**CONSIGNE 1**
Dans l'extrait sur l'arrivée des pluies, pourquoi la pluie rendait-elle les gens heureux il y a vingt ou trente ans ? Répondez en une à trois phrases.
**CONSIGNE 2**
Relevez dans l'extrait sur l'arrivée des pluies tous les malheurs que les Brazzavillois et les Ponténégrins redoutent aujourd'hui, tels qu'ils y sont nommés.
**CONSIGNE 3**
Prolongez l'extrait sur l'arrivée des pluies à partir de sa dernière phrase.

━━━━━ EXTRAIT À LIRE ━━━━━

Depuis quelques années, l’arrivée des pluies ne suscite plus la joie comme il y a vingt ou trente ans. En effet, à l’époque, la pluie était synonyme de bonheur en fonction du niveau et du mode de vie de chacun. Certains pour bénéficier d’une « eau pure  ou naturelle », celle-là même qui les a accompagnés durant leur vie, d’autres pour profiter des fruits et produits de saison. Bref, autres temps, autres réalités. Aujourd’hui, le tableau est tout autre : érosions, glissements de terrain, ensablements, inondations, etc., c’est ce que redoutent justement les Brazzavillois et les Ponténégrins. À propos, les deux récentes pluies ont annoncé la couleur des malheurs qui attendent les habitants de la ville.

━━━━━ DONNÉES FOURNIES ━━━━━

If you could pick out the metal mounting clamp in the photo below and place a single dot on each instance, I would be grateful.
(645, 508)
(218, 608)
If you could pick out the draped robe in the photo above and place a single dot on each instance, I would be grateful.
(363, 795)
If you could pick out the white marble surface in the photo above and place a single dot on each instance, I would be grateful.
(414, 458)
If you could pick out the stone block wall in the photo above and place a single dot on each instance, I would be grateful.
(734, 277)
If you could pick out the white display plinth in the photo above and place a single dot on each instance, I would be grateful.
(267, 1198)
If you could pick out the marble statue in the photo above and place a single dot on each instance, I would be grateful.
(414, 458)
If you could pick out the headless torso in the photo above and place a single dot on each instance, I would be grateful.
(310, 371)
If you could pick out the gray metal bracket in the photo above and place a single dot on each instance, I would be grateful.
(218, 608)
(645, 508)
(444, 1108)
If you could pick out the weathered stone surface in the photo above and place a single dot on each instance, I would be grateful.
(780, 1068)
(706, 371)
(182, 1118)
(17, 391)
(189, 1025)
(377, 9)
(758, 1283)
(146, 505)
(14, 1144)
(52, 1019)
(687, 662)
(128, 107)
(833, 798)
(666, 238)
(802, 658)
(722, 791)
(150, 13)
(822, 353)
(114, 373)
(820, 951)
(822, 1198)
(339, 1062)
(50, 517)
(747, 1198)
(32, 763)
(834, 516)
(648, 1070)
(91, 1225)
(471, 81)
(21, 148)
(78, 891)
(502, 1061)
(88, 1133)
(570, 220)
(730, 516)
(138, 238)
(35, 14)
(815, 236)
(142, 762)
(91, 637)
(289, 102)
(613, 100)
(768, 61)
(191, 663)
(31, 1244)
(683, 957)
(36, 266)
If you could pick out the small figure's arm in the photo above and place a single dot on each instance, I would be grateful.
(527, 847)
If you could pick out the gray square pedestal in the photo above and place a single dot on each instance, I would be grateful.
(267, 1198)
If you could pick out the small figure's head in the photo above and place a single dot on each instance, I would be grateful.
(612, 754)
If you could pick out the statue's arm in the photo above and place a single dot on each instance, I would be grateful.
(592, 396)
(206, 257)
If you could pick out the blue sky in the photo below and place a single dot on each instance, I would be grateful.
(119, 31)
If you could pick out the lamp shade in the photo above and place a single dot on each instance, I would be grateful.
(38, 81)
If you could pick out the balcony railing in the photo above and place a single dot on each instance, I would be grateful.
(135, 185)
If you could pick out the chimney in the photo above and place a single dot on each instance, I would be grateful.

━━━━━

**RÉPONSE ATTENDUE 1**
La pluie rendait les gens heureux selon le niveau et le mode de vie de chacun. Certains se réjouissaient d'avoir une « eau pure ou naturelle », celle qui les avait accompagnés toute leur vie. D'autres en profitaient pour avoir les fruits et produits de saison.

**RÉPONSE ATTENDUE 2**
- érosions
- glissements de terrain
- ensablements
- inondations

**RÉPONSE ATTENDUE 3**
Sur le terrain…

L’heure est maintenant à la prévention. Les uns s’empressent déjà d’assécher les mares naturelles qui se sont formées ces derniers jours. D’autres s’affairent à remblayer les lieux où se forgent à l’accoutumée des nids de poule. Cap sur le quartier de la Tanaf au sud-ouest de Brazzaville. En aval de la rivière Mfilou, ce petit ruisseau, qui prend sa source aux abords de l’aéroport, est devenu méconnaissable en cette fin de saison. Les récits des habitants ont tous l’allure d'anecdotes. Ici, on craint de revivre le spectacle d’il y a un an avec des gens portés au dos. Motif : de l’eau partout qui rendait la rue impraticable. Le malheur des uns faisant le bonheur des autres, nombreux sont les jeunes aux bras valides qui ont fait « fortune » sur les infortunés citoyens. 100 FCFA à l’aller et 100 FCFA au retour, tel était le prix à payer pour aller à dos d'homme d’un bout à l’autre de la rue.

Pendant la pluie manger devient difficile !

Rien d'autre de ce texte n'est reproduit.